YOUR GOAL
Reproduce the records below in full and without edits, omitting images.

===== EXTRACTED RECORDS =====

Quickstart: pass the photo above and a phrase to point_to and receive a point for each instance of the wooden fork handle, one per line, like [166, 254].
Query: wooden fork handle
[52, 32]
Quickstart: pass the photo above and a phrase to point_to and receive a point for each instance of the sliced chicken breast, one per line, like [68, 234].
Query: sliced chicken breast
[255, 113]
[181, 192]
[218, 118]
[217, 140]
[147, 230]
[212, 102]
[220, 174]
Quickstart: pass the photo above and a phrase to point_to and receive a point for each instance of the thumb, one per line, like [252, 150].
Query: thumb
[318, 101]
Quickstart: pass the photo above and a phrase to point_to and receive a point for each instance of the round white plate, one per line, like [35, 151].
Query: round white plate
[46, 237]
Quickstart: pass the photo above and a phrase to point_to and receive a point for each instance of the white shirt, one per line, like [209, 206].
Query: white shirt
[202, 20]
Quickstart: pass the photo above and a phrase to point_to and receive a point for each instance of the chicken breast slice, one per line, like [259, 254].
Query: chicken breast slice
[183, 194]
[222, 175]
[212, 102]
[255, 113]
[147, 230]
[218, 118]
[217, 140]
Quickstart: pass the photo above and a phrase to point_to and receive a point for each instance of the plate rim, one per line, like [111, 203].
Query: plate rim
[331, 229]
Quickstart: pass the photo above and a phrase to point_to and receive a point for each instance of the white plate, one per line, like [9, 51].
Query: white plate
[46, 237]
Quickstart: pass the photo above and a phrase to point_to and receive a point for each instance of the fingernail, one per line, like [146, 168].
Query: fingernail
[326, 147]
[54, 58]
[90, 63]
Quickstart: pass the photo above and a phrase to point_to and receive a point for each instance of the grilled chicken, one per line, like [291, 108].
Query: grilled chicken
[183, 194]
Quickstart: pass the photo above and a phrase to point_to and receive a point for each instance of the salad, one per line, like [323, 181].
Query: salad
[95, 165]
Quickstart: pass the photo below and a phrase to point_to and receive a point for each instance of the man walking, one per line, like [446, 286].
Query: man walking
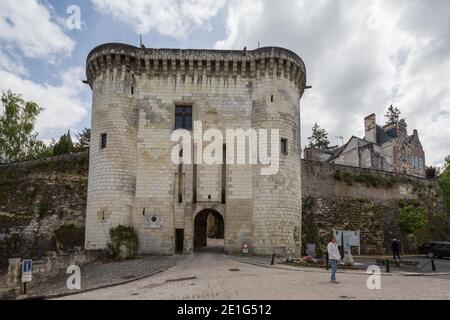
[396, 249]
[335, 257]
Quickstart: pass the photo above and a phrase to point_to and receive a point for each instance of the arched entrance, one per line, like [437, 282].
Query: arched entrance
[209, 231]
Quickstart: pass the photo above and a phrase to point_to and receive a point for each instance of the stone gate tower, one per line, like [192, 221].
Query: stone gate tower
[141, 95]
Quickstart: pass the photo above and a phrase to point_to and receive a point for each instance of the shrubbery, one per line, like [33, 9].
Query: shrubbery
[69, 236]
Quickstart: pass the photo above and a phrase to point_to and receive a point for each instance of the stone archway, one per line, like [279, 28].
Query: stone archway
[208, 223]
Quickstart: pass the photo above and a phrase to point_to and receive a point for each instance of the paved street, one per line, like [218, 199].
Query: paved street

=====

SOLUTION TO THE EXERCISE
Quickstart: pass the photo above and a phrase to point_to and receive a point for each instance of the wooden fork handle, one per line, like [166, 254].
Query: wooden fork handle
[52, 32]
Quickstart: pass the photo above and a phrase to point_to and receive a point for each instance of the sliced chicken breast, one per line, like [68, 234].
Query: sliced chicken breast
[255, 113]
[181, 192]
[218, 118]
[217, 140]
[147, 230]
[212, 102]
[220, 174]
Quickstart: pass the photo above and a phrase to point_to and receive a point for each instance of the thumb, one per line, like [252, 150].
Query: thumb
[318, 101]
Quickstart: pass the photo above and a phrase to point_to and receive a point for each instance of the round white plate, one per line, like [35, 151].
Query: round white plate
[46, 237]
Quickstart: pass the photo above and a phrase to point_to and receive a point for each instance of the white shirt, one per line, like [209, 206].
Query: white shirt
[202, 20]
Quickstart: pass the photo above and a phrase to point_to and receive a point for each instance of the chicken breast slice, one per line, like [259, 254].
Query: chicken breast slice
[183, 194]
[222, 175]
[212, 102]
[255, 113]
[147, 230]
[218, 118]
[217, 140]
Quickstart: pass the photo above and a phrase to point_to and receive a point for each instance of the plate rim, one per line, like [111, 203].
Query: plate rim
[331, 229]
Quickstart: pass the photo above and a phrase to point_to and receive a point for each instance of the white plate, one per line, like [9, 51].
Query: white plate
[46, 237]
Quickstart: pass the photo above and a phrase to point_to and receive a point for each instance of the fingernail, one per line, like [146, 168].
Query: fingernail
[326, 147]
[54, 58]
[90, 63]
Quickstart: pass the photo above and a phrase to point_to and receive a point for each instance of the grilled chicken, one per line, like [291, 108].
Query: grilled chicken
[183, 194]
Quickstart: pass the photo above and a phrase to point_to and receive a point for each instance of the salad, one per line, like [323, 181].
Query: salad
[95, 165]
Quickstart: pass the photo below and a phrase to point_to and receive a point for each instance of the man walking, one per line, like [446, 286].
Query: man walking
[396, 249]
[335, 257]
Quickstart: pass the photo above and a phrase to point_to and receive a point for each instance of the arched entrance, one per line, like [437, 282].
Query: arched entrance
[209, 231]
Quickstart: pass the photo above and a phrase to point_to and receive a point for each instance of the stone gate tower, one per line, like [192, 221].
Query: stone gate tower
[141, 95]
Quickstart: pass the photo above and a phrase to point_to and receive a point for each instance of the shrubbery, one per line, like [33, 9].
Query: shrubbery
[69, 236]
Quickstart: pass the photo above and a phrase to point_to and receive a point for each instance of the stone archway, one per line, like [279, 28].
Query: stone archway
[208, 223]
Quickstart: pass the photo above and a phrase to point_to and receive a point for each instance of the paved street, one per line, like [218, 199].
Query: paved street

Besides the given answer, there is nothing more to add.